▸ **Passage for review**:

"""

American multimedia and performance artist

Kristin Lucas is a media artist who works in video, performance, installation and on the Internet. Her work explores the impacts of technology on humanity, blurring the boundary between the technological and corporeal. In her work she frequently casts herself as the protagonist in videos and performances where her interactions with technology lead to isolation, and physical and mental contamination.

== Career and education ==
Lucas has degrees in art from Cooper Union and Stanford University. She has a technical director at American Cyborg in New York and is on the art faculty at the University of Texas at Austin.

== Work ==
A key theme in Lucas' work is the blurring boundary between humanity and technology and the relationship between technology and disease. Her character often presents a diseased body to be diagnosed by technology. In Whatever Your Mind Can Conceive (2007), her character grows digital sores on her skin. She explored this theme in her 2007 work Change of Name, where she legally changed her name to the same name. When she went before the judge at the hearing, she poetically used words like "refresh" "empty my cache" and "reboot." This work has been called an "ontological intervention" that negotiates the boundary "between the body and the machine." Identity exchange appeared again in her and Andrew Kortina's contribution to Rhizome at the New Museum's Seven on Seven project, where they proposed using Twitter as an interface for swapping identities.

Lucas' work has been commissioned by the Dia Art Foundation, and is in the collection of the Museum of Modern Art. Her videos are distributed by Electronic Arts Intermix and her work is represented by Postmasters. Lucas was an Eyebeam resident in 2013.

"""

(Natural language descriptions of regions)

"""

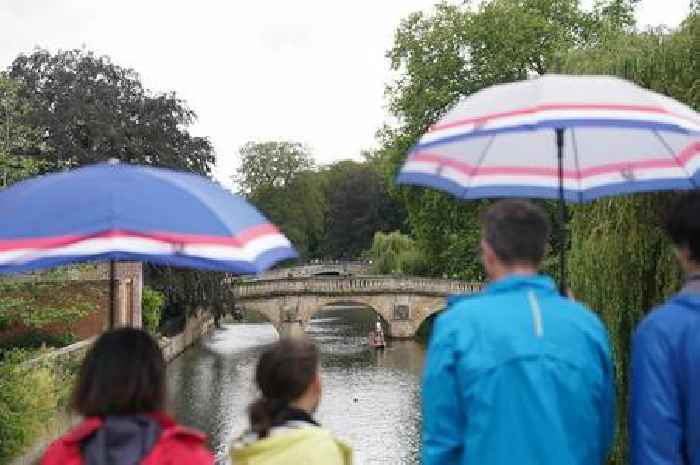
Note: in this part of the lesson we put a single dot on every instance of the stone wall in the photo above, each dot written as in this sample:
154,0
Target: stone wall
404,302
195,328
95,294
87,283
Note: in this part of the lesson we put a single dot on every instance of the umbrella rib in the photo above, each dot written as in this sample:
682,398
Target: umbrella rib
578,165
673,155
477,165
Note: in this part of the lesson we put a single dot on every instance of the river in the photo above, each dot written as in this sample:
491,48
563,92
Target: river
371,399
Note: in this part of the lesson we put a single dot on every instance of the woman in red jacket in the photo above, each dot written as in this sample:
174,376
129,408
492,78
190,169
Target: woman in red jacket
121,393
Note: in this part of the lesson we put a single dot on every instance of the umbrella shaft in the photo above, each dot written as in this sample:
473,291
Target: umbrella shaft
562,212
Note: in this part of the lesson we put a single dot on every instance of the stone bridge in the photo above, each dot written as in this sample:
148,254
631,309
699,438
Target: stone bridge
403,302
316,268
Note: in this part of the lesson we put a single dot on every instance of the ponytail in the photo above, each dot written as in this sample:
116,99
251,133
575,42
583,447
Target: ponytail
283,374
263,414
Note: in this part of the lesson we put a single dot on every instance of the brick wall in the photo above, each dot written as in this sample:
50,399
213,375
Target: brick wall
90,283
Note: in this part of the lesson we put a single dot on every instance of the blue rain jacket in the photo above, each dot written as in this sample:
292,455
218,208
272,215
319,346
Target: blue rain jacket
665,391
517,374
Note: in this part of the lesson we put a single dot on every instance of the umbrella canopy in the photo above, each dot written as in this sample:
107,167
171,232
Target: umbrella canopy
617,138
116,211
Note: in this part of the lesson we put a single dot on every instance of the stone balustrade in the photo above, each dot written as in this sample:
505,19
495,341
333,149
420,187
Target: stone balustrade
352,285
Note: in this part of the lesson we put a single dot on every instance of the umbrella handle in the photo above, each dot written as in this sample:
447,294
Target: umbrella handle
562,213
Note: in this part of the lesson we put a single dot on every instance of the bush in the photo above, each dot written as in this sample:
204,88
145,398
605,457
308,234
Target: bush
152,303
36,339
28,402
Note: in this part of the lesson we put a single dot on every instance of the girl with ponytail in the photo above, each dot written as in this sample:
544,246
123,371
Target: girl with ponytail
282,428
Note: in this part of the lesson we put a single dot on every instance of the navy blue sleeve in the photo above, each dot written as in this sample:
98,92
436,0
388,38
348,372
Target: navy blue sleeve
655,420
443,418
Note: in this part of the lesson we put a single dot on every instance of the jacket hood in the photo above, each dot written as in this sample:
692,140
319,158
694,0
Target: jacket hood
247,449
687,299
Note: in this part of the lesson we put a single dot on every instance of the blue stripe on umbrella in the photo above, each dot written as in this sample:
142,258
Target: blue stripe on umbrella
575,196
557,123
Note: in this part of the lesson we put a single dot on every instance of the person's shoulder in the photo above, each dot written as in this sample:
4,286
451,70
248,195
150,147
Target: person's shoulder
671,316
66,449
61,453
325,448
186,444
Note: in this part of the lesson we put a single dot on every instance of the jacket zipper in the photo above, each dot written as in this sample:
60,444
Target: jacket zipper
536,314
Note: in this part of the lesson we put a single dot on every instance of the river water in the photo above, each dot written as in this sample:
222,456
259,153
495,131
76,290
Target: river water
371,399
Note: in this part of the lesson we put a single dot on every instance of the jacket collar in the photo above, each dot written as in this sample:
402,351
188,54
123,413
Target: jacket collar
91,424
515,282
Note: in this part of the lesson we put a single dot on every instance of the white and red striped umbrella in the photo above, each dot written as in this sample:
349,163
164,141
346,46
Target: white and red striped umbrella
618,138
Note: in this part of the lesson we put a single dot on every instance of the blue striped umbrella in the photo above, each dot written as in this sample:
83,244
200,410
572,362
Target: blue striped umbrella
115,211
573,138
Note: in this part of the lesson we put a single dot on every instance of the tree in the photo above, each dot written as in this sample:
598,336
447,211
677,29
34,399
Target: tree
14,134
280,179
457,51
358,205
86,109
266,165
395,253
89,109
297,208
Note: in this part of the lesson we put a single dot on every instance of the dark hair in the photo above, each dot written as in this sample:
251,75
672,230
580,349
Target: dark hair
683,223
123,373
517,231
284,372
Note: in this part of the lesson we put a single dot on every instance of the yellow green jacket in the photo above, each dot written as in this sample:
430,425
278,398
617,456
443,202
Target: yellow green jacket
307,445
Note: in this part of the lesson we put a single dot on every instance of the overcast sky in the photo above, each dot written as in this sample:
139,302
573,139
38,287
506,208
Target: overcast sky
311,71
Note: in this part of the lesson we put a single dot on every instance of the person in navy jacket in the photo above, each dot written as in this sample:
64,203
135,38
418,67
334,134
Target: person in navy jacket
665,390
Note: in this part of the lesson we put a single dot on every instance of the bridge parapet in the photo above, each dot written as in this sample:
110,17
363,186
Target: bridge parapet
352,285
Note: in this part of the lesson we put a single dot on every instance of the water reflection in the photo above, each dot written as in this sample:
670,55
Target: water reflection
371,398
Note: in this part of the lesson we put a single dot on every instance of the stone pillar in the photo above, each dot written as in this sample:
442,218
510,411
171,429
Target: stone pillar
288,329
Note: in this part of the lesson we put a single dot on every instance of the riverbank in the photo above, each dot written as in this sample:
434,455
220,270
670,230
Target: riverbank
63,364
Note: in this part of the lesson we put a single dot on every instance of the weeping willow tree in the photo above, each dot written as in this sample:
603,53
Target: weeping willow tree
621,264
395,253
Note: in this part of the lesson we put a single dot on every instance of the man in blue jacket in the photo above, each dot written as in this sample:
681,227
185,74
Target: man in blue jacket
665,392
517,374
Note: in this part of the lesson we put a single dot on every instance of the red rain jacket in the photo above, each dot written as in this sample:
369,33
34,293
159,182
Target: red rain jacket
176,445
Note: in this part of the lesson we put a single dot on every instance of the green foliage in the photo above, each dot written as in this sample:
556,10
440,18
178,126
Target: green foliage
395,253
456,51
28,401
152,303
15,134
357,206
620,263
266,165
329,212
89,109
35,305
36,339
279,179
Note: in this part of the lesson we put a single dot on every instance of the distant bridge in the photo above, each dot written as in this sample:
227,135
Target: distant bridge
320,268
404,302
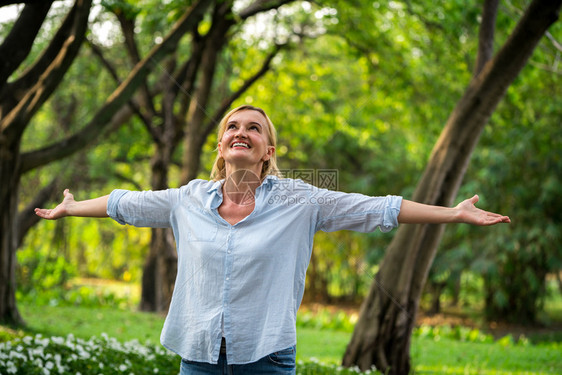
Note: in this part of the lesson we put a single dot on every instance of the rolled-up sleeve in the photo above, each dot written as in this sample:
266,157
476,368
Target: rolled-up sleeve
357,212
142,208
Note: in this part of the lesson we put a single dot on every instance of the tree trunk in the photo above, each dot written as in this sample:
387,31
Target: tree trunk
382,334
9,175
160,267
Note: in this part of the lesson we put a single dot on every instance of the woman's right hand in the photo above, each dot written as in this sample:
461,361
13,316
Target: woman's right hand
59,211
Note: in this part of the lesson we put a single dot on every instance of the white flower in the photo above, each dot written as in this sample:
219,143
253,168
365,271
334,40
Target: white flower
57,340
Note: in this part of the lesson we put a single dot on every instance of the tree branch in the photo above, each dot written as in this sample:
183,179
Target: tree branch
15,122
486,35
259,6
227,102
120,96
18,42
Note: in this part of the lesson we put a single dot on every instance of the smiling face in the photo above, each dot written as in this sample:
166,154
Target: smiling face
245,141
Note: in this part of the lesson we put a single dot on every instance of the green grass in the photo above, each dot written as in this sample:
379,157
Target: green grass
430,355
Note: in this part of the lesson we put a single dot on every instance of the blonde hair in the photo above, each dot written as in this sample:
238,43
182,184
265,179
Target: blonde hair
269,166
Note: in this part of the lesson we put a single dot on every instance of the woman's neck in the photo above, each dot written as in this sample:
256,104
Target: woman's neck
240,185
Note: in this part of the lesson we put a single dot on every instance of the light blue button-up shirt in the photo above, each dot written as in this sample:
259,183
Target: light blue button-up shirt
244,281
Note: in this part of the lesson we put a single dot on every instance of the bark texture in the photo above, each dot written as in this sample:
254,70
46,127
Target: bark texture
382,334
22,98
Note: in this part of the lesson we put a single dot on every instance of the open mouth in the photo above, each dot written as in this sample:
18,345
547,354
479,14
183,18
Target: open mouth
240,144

"""

▸ **Assignment 1**:
Translate this sentence from the Kristin Lucas passage into French: "Her character often presents a diseased body to be diagnosed by technology."
▸ **Assignment 2**:
According to the Kristin Lucas passage, what did Lucas and Andrew Kortina propose using Twitter for in the Seven on Seven project?

▸ **Task output 1**:
Son personnage présente souvent un corps malade destiné à être diagnostiqué par la technologie.

▸ **Task output 2**:
They proposed using Twitter as an interface for swapping identities. This continued the theme of identity exchange from Lucas's work Change of Name.